Pull every line containing the word "utility" out of the material below.

————

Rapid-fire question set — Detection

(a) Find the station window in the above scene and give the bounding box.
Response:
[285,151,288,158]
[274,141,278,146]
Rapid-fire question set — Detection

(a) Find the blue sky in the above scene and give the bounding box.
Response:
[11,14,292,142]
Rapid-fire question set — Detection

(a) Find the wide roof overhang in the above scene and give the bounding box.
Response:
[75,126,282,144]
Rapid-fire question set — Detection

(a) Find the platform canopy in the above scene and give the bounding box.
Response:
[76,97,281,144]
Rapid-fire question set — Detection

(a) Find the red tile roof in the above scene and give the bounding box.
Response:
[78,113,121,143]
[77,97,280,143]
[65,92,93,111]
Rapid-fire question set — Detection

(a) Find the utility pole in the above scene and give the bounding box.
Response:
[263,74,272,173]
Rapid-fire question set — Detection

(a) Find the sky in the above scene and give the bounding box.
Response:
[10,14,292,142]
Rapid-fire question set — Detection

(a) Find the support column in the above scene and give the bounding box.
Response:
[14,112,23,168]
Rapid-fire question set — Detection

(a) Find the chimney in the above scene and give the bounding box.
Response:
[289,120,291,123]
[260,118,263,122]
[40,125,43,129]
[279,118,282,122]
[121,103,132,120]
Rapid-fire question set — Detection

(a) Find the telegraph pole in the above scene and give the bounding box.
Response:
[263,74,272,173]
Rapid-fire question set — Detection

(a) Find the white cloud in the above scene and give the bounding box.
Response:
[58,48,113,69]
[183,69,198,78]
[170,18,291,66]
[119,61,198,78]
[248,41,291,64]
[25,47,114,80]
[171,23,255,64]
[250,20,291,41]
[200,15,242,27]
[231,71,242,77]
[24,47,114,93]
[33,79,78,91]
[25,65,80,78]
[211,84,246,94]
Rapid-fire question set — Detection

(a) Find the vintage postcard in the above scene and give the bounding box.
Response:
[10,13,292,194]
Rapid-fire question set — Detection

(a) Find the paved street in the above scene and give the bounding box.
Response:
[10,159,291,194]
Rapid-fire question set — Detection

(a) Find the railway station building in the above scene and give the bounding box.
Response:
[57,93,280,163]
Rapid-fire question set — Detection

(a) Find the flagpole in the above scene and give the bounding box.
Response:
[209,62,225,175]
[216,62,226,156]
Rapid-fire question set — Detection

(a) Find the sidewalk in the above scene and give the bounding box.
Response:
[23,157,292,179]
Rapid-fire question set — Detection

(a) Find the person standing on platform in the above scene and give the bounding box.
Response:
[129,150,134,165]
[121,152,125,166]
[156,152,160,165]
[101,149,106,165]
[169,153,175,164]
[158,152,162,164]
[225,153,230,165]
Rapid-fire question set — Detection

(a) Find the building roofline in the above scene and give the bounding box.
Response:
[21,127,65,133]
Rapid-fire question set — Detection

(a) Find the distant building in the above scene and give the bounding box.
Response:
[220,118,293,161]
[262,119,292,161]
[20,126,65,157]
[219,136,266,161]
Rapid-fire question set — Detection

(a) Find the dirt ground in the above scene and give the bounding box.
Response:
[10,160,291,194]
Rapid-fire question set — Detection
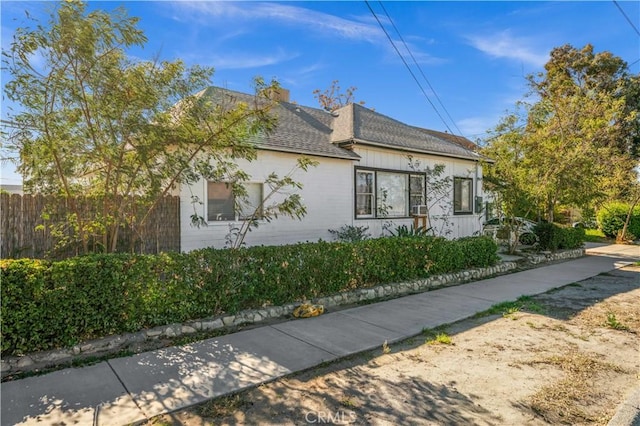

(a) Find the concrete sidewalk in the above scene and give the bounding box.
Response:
[1,245,638,426]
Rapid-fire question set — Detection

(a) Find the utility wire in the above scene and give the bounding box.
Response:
[612,0,640,36]
[378,1,464,137]
[364,0,455,135]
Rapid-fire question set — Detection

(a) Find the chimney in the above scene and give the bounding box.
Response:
[269,87,290,103]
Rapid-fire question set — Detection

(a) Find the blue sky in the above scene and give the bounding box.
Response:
[2,1,639,184]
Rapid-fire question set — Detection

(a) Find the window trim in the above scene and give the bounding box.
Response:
[355,170,376,218]
[206,181,264,223]
[354,167,426,220]
[453,176,474,215]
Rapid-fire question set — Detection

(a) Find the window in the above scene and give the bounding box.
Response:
[355,168,425,219]
[377,172,408,217]
[454,177,473,214]
[410,174,425,209]
[207,182,263,221]
[356,171,375,217]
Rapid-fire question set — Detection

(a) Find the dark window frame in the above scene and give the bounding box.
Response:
[453,177,474,215]
[354,167,425,220]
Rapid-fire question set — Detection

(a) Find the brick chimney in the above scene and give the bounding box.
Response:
[272,87,290,103]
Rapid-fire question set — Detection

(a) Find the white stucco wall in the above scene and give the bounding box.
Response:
[180,145,487,251]
[180,150,356,251]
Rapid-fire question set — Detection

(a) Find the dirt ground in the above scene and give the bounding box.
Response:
[149,266,640,426]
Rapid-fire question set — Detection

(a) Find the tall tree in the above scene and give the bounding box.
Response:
[484,44,638,223]
[2,1,283,253]
[525,44,638,220]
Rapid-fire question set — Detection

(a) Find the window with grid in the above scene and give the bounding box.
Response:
[207,182,263,221]
[355,169,425,219]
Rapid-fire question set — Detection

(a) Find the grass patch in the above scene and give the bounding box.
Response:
[473,296,545,319]
[426,332,452,345]
[526,353,627,424]
[584,228,610,243]
[605,312,630,331]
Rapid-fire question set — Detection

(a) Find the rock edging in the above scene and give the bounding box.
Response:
[1,249,585,378]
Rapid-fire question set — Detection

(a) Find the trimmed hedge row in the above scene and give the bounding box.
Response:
[596,202,640,239]
[1,236,499,356]
[534,222,585,251]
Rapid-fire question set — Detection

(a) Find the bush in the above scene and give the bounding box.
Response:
[597,202,640,238]
[328,225,370,242]
[534,222,585,251]
[1,236,499,356]
[389,224,431,238]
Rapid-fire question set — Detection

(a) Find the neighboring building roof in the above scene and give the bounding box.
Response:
[0,184,23,195]
[421,128,481,152]
[197,87,483,162]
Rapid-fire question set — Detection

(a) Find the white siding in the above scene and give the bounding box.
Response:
[180,151,356,251]
[353,146,485,239]
[180,145,487,251]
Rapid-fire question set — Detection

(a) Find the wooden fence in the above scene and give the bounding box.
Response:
[1,193,180,259]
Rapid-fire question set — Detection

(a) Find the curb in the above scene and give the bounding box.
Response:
[608,386,640,426]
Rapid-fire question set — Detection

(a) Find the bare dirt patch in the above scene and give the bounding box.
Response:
[148,267,640,426]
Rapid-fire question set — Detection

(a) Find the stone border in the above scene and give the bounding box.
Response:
[524,248,585,264]
[1,248,585,378]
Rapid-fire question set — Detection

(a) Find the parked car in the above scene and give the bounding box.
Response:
[572,220,596,229]
[483,217,539,245]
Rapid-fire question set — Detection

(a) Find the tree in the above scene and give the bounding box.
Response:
[484,44,639,224]
[2,1,294,254]
[482,106,537,253]
[223,156,318,249]
[312,80,366,112]
[524,44,639,221]
[407,156,453,237]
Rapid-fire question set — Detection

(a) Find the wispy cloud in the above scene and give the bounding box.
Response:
[187,48,299,70]
[170,2,446,65]
[281,62,326,88]
[172,2,383,43]
[457,117,496,140]
[466,30,548,68]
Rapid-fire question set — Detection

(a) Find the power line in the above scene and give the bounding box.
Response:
[612,0,640,36]
[378,1,464,137]
[364,0,455,136]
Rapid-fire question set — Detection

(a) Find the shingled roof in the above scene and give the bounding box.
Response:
[198,87,482,162]
[197,87,359,160]
[331,103,482,161]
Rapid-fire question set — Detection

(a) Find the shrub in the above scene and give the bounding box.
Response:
[597,202,640,238]
[534,222,561,251]
[389,224,431,238]
[1,236,499,356]
[328,225,371,242]
[560,226,586,249]
[534,222,585,251]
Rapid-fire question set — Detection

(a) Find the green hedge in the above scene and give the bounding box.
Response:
[596,202,640,238]
[1,236,499,356]
[534,222,586,251]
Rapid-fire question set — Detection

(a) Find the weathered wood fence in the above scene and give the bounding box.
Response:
[1,193,180,259]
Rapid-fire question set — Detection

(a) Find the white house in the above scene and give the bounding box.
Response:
[181,87,490,251]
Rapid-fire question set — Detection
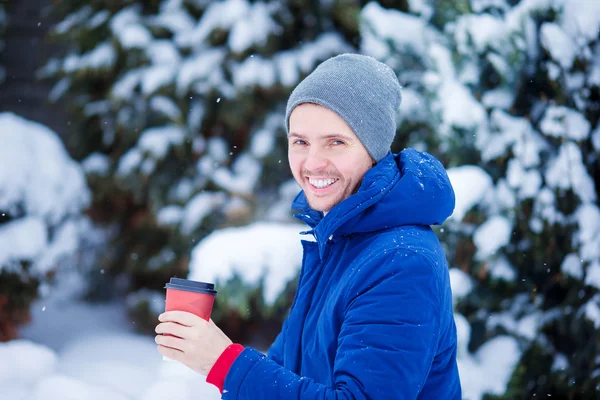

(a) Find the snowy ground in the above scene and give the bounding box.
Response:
[5,289,221,400]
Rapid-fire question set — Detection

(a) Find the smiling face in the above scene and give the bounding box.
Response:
[288,103,374,213]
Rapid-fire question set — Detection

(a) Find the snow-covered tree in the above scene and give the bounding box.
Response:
[362,0,600,397]
[0,113,91,340]
[42,0,363,341]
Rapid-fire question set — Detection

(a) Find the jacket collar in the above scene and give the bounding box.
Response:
[292,149,456,256]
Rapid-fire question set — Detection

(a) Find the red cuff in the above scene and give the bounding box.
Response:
[206,343,245,393]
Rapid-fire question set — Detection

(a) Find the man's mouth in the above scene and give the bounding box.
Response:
[308,178,339,189]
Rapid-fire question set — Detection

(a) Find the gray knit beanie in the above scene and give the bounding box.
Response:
[285,53,402,162]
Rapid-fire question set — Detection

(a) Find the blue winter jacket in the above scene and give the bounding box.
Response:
[222,149,462,399]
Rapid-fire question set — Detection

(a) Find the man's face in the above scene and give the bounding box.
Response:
[288,103,374,213]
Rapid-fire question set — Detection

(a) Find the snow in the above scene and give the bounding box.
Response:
[250,128,275,158]
[540,106,591,141]
[0,113,90,273]
[516,313,539,340]
[574,204,600,263]
[0,340,58,383]
[7,279,222,400]
[37,219,83,274]
[449,268,474,304]
[150,1,195,35]
[182,0,249,48]
[144,40,180,66]
[583,295,600,329]
[561,253,583,279]
[120,25,153,49]
[117,148,143,177]
[458,335,522,400]
[212,154,261,194]
[228,2,279,53]
[274,52,299,87]
[295,33,353,74]
[63,43,116,73]
[88,10,110,29]
[470,0,509,13]
[156,205,183,227]
[545,142,596,203]
[397,88,428,123]
[83,100,111,117]
[506,159,542,199]
[189,222,304,304]
[112,69,143,100]
[490,256,517,281]
[232,56,276,88]
[454,14,507,54]
[482,88,514,110]
[82,153,111,176]
[559,0,600,43]
[453,313,470,357]
[54,6,92,35]
[552,353,568,371]
[531,187,565,229]
[484,110,546,169]
[473,216,512,260]
[141,65,177,95]
[109,7,152,49]
[179,192,226,235]
[176,49,225,96]
[585,263,600,291]
[149,96,182,121]
[207,137,229,163]
[446,165,494,221]
[265,179,301,222]
[138,126,186,159]
[407,0,434,20]
[439,80,488,136]
[0,218,46,268]
[540,22,576,69]
[361,3,429,60]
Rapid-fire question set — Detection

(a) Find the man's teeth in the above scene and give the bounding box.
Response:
[309,178,337,188]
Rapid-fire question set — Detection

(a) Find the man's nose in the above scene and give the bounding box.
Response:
[304,147,328,172]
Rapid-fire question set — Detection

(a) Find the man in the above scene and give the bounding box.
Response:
[155,53,462,399]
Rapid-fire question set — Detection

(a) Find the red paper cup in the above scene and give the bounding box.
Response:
[164,278,217,321]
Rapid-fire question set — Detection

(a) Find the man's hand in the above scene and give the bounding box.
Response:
[155,311,233,375]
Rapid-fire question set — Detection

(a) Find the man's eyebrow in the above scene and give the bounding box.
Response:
[288,132,354,141]
[320,133,354,141]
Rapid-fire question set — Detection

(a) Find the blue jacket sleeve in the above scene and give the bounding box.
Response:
[221,250,441,399]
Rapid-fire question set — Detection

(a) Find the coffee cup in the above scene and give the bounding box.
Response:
[164,277,217,321]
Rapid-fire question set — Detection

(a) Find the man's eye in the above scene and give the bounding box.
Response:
[331,140,345,146]
[293,140,306,145]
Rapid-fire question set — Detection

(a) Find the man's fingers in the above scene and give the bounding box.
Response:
[159,311,203,327]
[155,322,192,339]
[155,333,187,352]
[157,344,184,361]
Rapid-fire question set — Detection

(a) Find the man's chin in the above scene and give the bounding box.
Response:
[306,196,335,214]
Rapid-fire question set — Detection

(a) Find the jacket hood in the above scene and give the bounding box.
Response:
[292,149,455,243]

————

RESPONSE TO THIS EXERCISE »
(a) Find the utility pole in the above scene and give the bounding box.
(a) Find the utility wire in the above scene and give the bounding box.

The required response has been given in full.